- EXERCISE REQUIREMENTS
Pick out and copy each line below that contains the word "white".

- INPUT
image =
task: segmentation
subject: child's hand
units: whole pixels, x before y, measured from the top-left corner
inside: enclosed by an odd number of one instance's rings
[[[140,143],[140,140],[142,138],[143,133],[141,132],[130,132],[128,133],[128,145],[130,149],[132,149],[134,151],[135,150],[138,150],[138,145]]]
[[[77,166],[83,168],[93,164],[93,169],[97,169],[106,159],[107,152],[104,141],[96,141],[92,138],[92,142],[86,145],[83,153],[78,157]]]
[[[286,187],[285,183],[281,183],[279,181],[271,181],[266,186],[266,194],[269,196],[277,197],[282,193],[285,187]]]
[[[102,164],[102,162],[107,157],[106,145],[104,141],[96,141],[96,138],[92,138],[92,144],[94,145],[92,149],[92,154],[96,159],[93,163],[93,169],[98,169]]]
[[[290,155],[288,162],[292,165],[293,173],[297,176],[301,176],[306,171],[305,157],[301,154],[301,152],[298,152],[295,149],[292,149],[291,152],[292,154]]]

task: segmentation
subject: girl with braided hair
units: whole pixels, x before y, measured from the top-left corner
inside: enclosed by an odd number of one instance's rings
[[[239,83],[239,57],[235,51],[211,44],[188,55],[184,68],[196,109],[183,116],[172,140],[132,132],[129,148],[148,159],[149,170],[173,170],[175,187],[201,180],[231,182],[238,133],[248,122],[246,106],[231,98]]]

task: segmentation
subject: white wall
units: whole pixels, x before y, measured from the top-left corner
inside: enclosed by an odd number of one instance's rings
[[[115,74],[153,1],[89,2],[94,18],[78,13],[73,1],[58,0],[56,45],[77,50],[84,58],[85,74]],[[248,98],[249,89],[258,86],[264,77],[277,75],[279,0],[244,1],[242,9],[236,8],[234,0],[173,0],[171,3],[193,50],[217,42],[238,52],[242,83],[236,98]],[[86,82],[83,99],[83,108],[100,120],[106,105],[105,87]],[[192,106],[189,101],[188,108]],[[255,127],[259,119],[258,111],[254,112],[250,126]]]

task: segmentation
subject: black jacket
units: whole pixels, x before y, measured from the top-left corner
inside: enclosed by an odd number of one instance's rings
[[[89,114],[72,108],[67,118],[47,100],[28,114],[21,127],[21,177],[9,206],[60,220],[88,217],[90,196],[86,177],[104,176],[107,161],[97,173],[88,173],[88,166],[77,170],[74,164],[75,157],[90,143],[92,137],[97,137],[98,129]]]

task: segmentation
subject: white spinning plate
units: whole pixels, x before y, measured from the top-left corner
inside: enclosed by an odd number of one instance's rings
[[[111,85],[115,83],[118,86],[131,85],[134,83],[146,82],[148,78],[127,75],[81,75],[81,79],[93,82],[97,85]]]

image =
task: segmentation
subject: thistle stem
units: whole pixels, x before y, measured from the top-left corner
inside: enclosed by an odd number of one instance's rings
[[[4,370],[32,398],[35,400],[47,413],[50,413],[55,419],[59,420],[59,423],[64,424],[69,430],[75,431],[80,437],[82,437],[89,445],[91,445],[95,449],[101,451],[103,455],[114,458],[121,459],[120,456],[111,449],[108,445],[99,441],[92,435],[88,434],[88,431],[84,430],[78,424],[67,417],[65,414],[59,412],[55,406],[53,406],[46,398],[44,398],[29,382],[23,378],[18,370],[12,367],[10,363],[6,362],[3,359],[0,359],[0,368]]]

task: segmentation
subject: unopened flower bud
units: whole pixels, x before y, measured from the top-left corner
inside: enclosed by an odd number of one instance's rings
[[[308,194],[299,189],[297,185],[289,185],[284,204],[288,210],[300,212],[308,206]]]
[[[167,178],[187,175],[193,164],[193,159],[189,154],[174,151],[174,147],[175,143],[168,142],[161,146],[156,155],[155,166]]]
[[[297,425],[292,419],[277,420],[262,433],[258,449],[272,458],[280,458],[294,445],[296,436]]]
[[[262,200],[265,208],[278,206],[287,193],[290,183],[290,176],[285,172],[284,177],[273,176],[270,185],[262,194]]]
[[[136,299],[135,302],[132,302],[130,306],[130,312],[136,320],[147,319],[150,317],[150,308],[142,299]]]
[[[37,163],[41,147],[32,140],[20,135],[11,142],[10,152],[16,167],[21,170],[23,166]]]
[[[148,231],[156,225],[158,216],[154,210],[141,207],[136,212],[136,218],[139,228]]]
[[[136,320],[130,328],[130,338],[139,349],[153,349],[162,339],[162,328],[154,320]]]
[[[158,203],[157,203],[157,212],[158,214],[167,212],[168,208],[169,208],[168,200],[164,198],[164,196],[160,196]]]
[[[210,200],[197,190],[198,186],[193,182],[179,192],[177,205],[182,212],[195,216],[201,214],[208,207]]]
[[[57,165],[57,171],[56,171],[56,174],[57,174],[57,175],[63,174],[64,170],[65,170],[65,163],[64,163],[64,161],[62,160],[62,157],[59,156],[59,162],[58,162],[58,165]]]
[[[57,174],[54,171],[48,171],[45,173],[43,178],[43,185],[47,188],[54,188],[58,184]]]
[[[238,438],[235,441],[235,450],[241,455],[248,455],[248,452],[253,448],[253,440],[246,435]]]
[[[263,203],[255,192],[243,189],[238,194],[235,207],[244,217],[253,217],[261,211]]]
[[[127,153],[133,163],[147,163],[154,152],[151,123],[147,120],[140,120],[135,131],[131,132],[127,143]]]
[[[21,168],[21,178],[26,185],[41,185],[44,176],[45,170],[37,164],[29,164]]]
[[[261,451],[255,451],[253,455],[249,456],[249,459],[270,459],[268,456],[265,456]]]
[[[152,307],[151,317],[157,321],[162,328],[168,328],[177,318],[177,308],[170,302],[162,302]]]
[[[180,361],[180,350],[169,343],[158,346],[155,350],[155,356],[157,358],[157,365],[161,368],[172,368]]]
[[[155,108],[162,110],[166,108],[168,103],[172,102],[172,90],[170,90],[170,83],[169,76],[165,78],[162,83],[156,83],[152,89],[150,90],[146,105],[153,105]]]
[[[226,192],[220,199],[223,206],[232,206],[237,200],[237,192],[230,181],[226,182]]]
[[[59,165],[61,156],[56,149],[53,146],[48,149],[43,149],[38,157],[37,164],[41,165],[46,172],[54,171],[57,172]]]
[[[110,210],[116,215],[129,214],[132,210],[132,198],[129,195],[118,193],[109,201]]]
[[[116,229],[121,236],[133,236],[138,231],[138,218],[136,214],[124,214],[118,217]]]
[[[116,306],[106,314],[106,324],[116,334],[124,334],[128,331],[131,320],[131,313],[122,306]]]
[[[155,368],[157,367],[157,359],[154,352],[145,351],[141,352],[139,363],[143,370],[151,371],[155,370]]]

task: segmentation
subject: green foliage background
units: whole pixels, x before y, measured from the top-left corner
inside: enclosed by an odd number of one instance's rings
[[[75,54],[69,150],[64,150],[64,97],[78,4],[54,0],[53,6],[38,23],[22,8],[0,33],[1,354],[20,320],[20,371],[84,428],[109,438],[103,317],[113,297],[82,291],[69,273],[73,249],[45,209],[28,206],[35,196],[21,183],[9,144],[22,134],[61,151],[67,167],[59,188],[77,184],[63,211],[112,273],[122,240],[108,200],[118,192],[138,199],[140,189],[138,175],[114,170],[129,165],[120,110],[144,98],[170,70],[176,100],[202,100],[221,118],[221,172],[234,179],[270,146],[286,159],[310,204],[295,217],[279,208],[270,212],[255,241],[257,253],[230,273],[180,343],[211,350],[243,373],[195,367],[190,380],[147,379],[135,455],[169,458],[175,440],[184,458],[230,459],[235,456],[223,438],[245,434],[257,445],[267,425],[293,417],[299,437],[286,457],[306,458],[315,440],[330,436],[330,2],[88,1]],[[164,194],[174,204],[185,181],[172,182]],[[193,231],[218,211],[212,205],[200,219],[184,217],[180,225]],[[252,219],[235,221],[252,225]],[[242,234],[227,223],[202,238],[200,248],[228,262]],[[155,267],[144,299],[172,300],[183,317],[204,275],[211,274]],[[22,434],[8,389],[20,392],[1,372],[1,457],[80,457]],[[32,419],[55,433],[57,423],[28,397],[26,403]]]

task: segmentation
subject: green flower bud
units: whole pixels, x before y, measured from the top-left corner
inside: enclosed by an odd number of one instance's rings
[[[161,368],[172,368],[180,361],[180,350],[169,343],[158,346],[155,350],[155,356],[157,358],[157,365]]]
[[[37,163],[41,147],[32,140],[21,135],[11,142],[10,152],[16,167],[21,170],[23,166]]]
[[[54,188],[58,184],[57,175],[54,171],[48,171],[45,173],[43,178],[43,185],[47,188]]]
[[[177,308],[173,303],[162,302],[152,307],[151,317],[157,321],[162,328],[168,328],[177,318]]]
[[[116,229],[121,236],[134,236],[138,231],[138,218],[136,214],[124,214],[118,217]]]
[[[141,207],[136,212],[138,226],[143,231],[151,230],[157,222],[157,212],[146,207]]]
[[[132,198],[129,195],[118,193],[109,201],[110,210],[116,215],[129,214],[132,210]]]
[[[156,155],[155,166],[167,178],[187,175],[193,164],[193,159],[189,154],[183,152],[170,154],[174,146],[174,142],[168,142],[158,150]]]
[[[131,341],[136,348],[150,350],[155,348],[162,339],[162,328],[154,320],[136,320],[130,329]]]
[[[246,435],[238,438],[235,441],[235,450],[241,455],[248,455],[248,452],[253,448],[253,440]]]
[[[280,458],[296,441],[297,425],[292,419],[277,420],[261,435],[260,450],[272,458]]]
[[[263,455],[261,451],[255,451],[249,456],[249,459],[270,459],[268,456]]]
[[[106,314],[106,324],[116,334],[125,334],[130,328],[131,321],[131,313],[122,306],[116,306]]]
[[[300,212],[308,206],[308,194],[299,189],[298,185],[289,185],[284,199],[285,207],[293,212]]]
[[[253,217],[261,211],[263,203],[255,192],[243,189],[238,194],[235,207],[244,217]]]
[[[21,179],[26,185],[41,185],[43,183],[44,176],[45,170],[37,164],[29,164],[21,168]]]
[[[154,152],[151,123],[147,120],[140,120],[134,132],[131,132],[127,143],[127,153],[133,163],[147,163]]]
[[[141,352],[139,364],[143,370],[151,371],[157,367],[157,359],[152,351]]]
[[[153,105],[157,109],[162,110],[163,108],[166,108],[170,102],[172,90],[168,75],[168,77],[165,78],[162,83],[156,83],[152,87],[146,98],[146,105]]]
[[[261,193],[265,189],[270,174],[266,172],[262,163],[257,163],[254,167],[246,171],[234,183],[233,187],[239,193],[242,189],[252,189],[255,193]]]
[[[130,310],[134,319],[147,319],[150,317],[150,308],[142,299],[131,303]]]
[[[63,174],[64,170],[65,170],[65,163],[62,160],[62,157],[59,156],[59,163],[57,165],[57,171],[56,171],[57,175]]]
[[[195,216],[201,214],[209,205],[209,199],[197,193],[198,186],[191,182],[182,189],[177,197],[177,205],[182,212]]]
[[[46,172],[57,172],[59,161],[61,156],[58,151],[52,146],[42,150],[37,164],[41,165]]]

- EXERCISE RESPONSE
subject: white wall
subject: white spinning plate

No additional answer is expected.